Trump Administration-US Congress Split over Response to Saudi Arabia for Jamal Khashoggi's Killing
US Senate has voted for a resolution to withdraw support to the Saudi-led coalition's war in Yemen (Photo: Capitol Building)

US President Donald Trump has made his support of Saudi Arabia and the country’s Crown Prince Mohammed bin Salman quite apparent, through his various statements since the heinous killing of Jamal Khashoggi came to light.

However, not everyone in the US agrees with the President and many from his own party are working to censure Saudi Arabia – over Khashoggi’s murder and the Yemen war.

The opposition to U.S.’s support to Saudi Arabia has grown in recent months and the US Senate voted 63-37 on Wednesday for a resolution, which, if passed, says the US Congress wants to end US military support for the Saudi-led coalition in Yemen's war. The vote comes from a house which is led by Donald Trump’s own party and holds a majority. The first round of voting now ensures that the resolution could come up for a procedural final vote within days after which the Senate would hold a hearing.

Independent Senator Bernie Sanders is sponsoring the bill. He said, "We have already seen 85,000 children starved to death, the UN tells us that millions of people are facing starvation, 10,000 new cholera cases are developing each week because there is no clean drinking water in the country...All of that was caused by the Saudi-led invasion of Yemen three years ago, led by a despotic, dishonest dictatorship," he added.

■ **EXERCISE GOAL**: Carry on the news article about the US split over Saudi Arabia from the point at which it stops. The data that follow are not required for this work.

■ **DATA SECTION**:
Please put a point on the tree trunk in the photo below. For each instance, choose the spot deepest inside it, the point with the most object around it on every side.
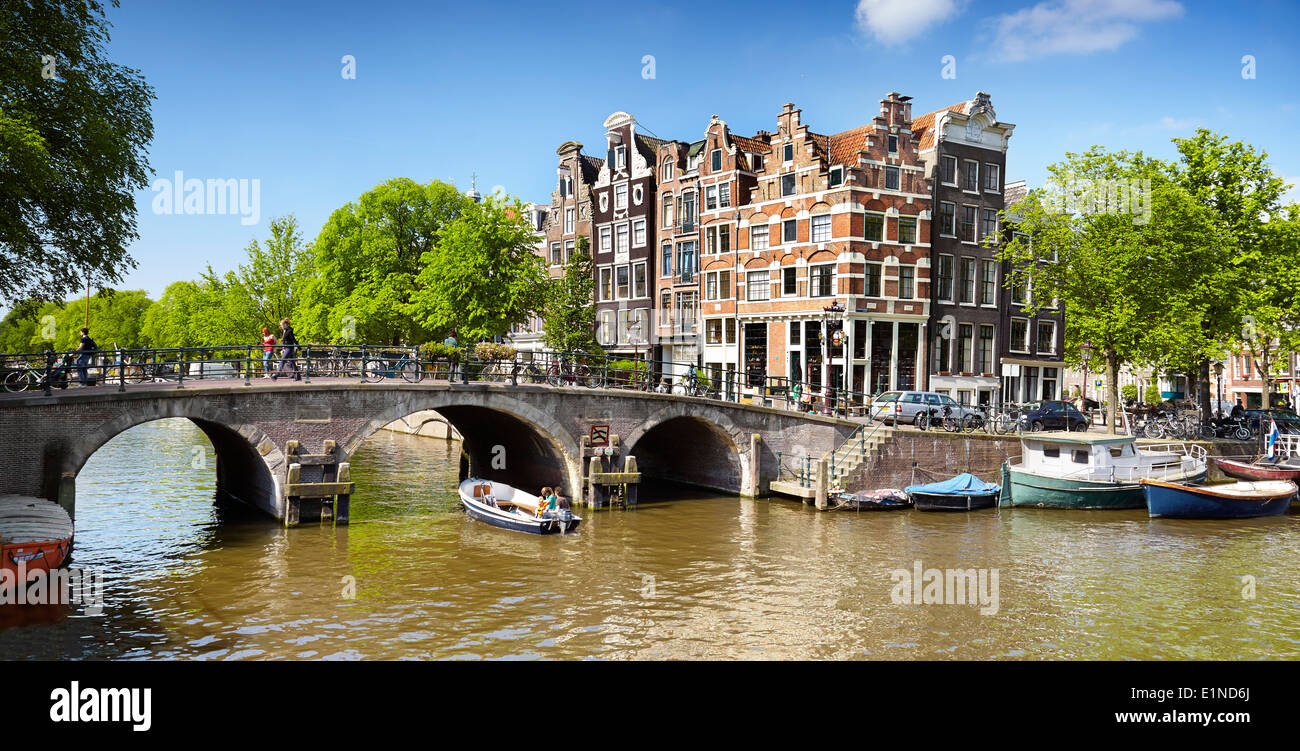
(1112, 390)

■ **SOLVED PROBLEM**:
This growing swell of opposition to Saudi Arabia has members of the Trump Administration scrambling. US Secretary of State Mike Pompeo in a statement,  before the Senate vote said, “The October murder of Saudi national Jamal Khashoggi in Turkey has heightened the Capitol Hill caterwauling and media pile-on. But degrading US-Saudi ties would be a grave mistake for the national security of the U.S. and its allies."

But the increasing support for the resolution came after many senators said they were left unsatisfied by the Trump Administration’s lack of clarity on the sequence of events that led to Jamal Khashoggi’s murder. The briefing held for senators over Jamal Khashoggi's killing was held by Mike Pompeo and US Defence Secretary Jim Mattis and did not see CIA Director Gina Haspel make an appearance. Reports in recent week have said the CIA has proof the Saudi Crown Prince ordered the journalist’s murder but Donald Trump has refuted this.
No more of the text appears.